## BEGIN PROVIDED MATERIAL

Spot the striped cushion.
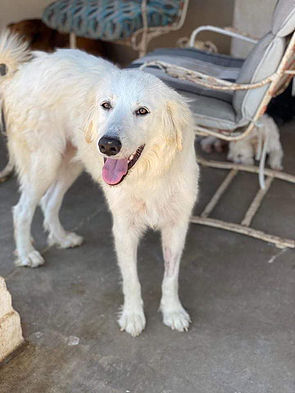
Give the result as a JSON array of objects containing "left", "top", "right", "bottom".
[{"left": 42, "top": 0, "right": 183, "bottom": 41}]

## END PROVIDED MATERIAL
## BEGIN PROVIDED MATERIAL

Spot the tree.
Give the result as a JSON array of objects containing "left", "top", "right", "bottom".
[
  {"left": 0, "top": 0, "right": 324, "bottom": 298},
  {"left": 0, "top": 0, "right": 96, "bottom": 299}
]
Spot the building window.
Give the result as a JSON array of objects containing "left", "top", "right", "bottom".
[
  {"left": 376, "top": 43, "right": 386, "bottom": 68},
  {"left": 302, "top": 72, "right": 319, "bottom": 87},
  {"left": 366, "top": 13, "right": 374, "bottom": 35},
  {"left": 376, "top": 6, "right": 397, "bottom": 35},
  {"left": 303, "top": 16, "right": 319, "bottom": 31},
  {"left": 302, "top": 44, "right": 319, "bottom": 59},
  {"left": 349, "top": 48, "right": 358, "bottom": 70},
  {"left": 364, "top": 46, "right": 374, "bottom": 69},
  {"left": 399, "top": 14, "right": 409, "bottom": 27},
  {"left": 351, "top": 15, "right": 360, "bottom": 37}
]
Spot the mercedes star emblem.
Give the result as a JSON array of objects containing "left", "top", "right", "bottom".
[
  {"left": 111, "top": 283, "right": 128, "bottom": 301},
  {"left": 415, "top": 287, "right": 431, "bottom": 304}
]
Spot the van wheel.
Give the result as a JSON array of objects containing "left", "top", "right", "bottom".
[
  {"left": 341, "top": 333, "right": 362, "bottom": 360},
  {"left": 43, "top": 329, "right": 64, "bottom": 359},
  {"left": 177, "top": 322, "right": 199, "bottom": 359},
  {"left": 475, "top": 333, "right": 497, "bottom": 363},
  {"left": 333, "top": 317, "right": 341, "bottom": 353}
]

## END PROVIDED MATERIAL

Count the lines above that contain the word "Spot", treating case as significant, and reply with the number only.

5